Quamrul Hassan (কামরুল হাসান; 1921–1988) was a Bengali artist.

Hassan is referred to in Bangladesh as Potua, a word usually associated with folk artists, due to his down to earth style yet very modern in nature as he always added Cubism other than the folk style to his artworks.

In addition to his artistic legacy, two of Hassan's work have come to be part of Bangladesh's political history.

The first of this is a monstrous rendition of Yahya Khan, the Pakistani president who ordered genocide in Bangladesh.

The second was just before his death, mocking the then dictator of Bangladesh, Hossain Mohammad Ershad.

This sketch was titled Desh aaj bisshobeheyar khoppre (Our land is now in the hand of the champion of shamelessness).

Hassan was born in Kolkata on 2 December 1921.

His father, Muhammad Hashim, was superintendent of the a local Graveyard.

He belonged to a conservative family and his father always opposed to his involvement in paintings.

1938

But Quamrul's determination and love for painting made his father enroll Quamrul to Government Institute of Arts (now Government College of Art & Craft), in 1938, under the condition that Quamrul had to pay for his own tuition fee.

1939

After his enrollment to the school, Quamrul kept himself busy with not only arts but with other activities such as sports and the Bratachari movement in 1939 and he also joined ARP during the Second World War.

He developed connections with the Forward Block, Gononatya Andolon (People's Theatre) and even with several leaders of the Communist Party, got involved with the task of teaching of children and teenagers and contributed to illustrations in publications.

As a result of his involvement in social and cultural activities, he finished his six-year course in the Art School in nine years.

1945

He secured first position in the B Group of the Inter College Bodybuilding competition in 1945.

He had become a 'Nayak' of the Bratachari movement.

After the partition of India, Quamrul, who was still a student, along with his mother and siblings moved to Dhaka, the then capital of East Pakistan.

1947

He graduated in 1947.

1948

After the Partition of India, together with Zainul Abedin, he established the Government Institute of Fine Arts (at present, the Faculty of Fine Arts) in 1948.

During liberation war he served as the Director of the Art Division of the Information and Radio Department of the Bangladesh Government in exile.

Getting inspired from Zainul Abedin, Jamini Roy, Quamrul Hassan chose to give the folk art tradition a breath of life by incorporating modern ideas in it.

• _The tasks_:
- 1) According to the Quamrul Hassan passage, in what year did he and Zainul Abedin establish the Government Institute of Fine Arts?
- 2) Please reproduce, word for word, the stretch of the Quamrul Hassan passage from "His father, Muhammad" through "involvement in paintings.".

• _Given information_:
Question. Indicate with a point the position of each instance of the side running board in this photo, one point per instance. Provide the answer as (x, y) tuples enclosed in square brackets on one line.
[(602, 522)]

• _Set of answers_:
- 1) 1948

- 2)
His father, Muhammad Hashim, was superintendent of the a local Graveyard.

He belonged to a conservative family and his father always opposed to his involvement in paintings.